■ SUPPLIED TEXT:
----------
Investor Essentials Daily

A belief takes over Europe from the very spot a prior one was halted

November 1, 2019

The Muslim conquests following the death of Muhammad in 632 AD steadily built over the next one hundred years. The accumulation of victories began to take on an air of inevitability.

From 638-642, most of the Byzantine empire’s eastern Mediterranean holdings, including Egypt and Syria, fell to the caliphate. By 648, modern day Libya was under Muslim control. In 698, Carthage fell, and by 709, all of North Africa to the Pillar of Hercules where the Atlantic and Mediterranean meet, was the caliphate’s to rule.

Dread in Europe began to take over once the slow trudge of the conquest arrived on the shores of Europe. In 711, the invasion of the Iberian peninsula, modern day Spain and Portugal began, and by 714, most of modern day Spain was under Muslim control.

Christian Western Europe was completely unprepared to stop the advance of the Umayyad caliphate, and some worried that within the century all of Europe would be Muslim. And with reason. By 720, portions of the French riviera were under Muslim control, and in the 720s, raiding parties ranged as far as Burgundy in eastern modern-day France.

To prevent total capitulation of western Europe, the Franks needed to make a stand. Charles Martel, the Duke of the Franks, gathered his forces and came to the aid of the duchy of Aquitaine.

He had an advantage that many of the prior armies that had attempted to stop the Muslim advance did not. His was a professionally trained army that had been doing battle for years, consolidating much of northern Europe under the Franks.

In October 732, the Muslim forces were marching on Tours in central modern-day France, when they found Charles’ army in a defensive position not far from Pointers.

After 7 days of preparation and waiting, the battle commenced. The Muslim forces attempted to break the Franks, but they held until Martel’s surprise gambit paid of

He had sent a scouting party to raid the Umayyad’s camp, threatening their treasure and gains from the conquest thus far. As this information began to spread, some of the troops decided to retreat to the camp to protect their treasure, and the rest of the Umayyad army perceived this as a retreat, which soon became a self-fulfilling prophecy.
----------
■ TASK TO CARRY OUT:
Answer from the article on the Muslim conquests:
1. In what year did Carthage fall?
2. Who was the Duke of the Franks?
3. How many days of preparation and waiting came before the battle began?
The listing that comes next is separate from the article above.

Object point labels
----------
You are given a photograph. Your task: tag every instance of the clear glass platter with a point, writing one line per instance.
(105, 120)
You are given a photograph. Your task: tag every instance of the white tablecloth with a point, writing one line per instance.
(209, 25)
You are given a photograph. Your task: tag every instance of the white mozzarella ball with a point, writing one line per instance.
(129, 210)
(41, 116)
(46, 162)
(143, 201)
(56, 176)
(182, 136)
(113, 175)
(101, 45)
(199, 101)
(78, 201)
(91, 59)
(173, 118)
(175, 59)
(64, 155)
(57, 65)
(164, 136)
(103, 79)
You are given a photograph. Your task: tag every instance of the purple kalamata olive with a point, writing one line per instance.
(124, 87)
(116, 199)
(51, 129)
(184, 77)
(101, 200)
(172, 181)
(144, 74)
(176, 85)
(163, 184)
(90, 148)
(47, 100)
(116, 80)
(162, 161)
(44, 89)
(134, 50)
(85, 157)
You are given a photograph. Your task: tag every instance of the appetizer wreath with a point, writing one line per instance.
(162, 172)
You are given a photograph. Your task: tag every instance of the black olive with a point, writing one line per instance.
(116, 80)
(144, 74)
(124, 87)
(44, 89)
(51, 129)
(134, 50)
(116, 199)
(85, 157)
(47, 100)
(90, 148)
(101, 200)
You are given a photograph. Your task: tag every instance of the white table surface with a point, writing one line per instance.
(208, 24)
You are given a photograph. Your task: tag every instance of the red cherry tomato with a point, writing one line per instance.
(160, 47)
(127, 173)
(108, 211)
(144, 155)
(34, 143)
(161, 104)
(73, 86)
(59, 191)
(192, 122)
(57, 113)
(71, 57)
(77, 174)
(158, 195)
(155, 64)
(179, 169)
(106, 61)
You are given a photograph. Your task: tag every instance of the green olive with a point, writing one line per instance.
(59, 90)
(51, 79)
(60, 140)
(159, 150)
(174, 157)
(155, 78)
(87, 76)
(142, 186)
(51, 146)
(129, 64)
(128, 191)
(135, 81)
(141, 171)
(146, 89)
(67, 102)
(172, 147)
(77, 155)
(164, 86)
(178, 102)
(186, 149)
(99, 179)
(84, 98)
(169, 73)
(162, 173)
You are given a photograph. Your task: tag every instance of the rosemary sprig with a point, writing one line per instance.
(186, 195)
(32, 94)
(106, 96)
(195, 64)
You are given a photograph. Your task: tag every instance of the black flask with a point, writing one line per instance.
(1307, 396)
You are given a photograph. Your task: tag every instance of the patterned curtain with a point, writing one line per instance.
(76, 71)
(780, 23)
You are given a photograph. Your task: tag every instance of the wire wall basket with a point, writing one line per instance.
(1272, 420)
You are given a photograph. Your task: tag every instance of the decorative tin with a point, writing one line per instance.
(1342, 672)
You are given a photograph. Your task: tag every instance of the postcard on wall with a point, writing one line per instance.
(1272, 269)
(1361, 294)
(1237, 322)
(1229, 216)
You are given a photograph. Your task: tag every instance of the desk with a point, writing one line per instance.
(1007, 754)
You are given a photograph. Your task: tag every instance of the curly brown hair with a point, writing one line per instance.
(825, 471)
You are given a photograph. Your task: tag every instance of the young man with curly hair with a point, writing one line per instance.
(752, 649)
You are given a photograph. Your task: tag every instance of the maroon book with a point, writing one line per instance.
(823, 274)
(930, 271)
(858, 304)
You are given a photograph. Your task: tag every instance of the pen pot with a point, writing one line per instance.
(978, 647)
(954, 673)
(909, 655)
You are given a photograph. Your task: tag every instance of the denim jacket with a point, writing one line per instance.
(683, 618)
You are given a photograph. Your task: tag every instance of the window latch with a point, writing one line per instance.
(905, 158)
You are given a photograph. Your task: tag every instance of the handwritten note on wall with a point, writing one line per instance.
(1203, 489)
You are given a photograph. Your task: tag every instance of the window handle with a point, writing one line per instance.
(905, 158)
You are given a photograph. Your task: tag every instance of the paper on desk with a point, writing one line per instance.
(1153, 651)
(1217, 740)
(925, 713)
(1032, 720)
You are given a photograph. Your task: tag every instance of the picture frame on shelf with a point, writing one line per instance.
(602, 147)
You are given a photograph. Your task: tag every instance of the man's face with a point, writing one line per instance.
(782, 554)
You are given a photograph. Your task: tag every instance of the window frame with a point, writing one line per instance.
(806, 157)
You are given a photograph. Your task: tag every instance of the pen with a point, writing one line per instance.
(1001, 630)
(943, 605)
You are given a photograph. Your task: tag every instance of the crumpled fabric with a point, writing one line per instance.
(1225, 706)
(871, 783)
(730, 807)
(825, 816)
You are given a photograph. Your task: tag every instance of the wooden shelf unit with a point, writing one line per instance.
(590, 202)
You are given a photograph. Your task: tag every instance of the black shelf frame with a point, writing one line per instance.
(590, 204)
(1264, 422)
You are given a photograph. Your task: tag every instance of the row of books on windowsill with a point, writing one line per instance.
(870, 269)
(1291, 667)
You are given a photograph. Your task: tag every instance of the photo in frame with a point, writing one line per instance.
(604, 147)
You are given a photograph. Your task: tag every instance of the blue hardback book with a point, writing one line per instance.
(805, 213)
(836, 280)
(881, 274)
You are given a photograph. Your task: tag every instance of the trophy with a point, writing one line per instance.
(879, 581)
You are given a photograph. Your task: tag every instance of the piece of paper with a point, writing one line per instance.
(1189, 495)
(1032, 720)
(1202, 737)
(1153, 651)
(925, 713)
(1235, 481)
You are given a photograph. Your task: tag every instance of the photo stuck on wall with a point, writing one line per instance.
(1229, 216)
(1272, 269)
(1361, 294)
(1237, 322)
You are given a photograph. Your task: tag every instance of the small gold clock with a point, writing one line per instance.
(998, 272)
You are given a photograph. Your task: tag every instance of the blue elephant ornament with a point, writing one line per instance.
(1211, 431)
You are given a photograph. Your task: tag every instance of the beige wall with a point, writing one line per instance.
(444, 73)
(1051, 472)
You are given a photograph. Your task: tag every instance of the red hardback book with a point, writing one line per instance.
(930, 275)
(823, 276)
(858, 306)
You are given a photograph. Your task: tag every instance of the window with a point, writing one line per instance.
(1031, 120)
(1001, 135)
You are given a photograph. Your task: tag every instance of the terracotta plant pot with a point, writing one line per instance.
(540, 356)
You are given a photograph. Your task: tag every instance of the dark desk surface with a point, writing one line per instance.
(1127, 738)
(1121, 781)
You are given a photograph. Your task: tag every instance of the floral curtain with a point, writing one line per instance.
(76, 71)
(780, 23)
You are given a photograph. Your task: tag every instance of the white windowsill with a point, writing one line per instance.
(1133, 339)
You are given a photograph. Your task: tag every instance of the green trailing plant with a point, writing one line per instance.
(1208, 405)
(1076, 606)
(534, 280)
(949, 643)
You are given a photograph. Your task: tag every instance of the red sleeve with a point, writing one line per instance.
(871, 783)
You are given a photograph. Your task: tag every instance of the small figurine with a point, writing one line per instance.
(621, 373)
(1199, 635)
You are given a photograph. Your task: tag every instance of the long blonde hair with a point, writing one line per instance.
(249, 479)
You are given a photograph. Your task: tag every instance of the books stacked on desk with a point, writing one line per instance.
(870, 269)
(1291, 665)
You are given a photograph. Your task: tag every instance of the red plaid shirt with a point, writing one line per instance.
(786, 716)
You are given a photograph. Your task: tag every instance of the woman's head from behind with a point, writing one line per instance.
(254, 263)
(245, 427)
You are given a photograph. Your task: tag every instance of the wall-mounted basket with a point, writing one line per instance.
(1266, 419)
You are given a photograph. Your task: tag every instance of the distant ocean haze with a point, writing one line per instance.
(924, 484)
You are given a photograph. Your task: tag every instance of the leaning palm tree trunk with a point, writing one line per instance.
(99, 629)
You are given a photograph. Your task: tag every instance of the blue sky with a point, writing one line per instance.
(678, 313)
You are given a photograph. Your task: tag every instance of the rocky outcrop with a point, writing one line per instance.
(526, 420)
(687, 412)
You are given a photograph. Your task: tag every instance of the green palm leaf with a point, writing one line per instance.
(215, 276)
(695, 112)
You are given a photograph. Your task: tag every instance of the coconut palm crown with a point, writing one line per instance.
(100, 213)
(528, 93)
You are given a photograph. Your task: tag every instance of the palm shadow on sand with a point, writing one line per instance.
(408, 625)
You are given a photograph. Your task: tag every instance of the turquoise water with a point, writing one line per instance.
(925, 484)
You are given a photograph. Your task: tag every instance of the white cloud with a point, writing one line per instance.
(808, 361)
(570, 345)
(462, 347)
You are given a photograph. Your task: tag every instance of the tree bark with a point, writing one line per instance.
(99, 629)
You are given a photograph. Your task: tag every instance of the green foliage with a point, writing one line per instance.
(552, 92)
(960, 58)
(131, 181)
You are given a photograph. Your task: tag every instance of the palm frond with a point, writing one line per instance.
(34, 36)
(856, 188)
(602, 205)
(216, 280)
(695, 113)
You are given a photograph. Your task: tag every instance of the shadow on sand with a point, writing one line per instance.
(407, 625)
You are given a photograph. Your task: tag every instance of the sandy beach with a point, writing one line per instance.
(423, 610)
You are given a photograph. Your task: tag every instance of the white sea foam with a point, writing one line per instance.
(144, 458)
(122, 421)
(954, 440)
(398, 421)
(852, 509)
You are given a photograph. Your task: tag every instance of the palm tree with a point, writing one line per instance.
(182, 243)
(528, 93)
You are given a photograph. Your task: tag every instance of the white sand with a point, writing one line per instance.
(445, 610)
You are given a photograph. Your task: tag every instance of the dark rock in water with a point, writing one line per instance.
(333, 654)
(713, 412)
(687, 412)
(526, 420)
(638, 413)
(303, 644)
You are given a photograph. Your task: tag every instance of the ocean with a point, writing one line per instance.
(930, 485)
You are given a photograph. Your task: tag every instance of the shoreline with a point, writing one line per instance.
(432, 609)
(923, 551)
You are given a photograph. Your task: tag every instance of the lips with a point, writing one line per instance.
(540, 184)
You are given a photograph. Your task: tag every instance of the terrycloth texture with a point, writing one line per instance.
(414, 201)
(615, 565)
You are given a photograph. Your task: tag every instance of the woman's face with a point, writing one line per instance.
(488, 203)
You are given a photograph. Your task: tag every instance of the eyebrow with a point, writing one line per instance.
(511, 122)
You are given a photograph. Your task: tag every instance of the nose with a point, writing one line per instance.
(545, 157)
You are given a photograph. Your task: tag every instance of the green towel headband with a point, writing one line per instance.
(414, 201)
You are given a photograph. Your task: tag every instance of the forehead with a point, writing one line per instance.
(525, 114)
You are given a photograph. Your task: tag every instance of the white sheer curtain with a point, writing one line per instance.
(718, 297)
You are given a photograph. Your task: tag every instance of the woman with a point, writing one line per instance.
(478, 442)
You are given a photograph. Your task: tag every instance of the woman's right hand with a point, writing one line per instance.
----------
■ SOLUTION TO THIS TASK:
1. 698
2. Charles Martel
3. 7 days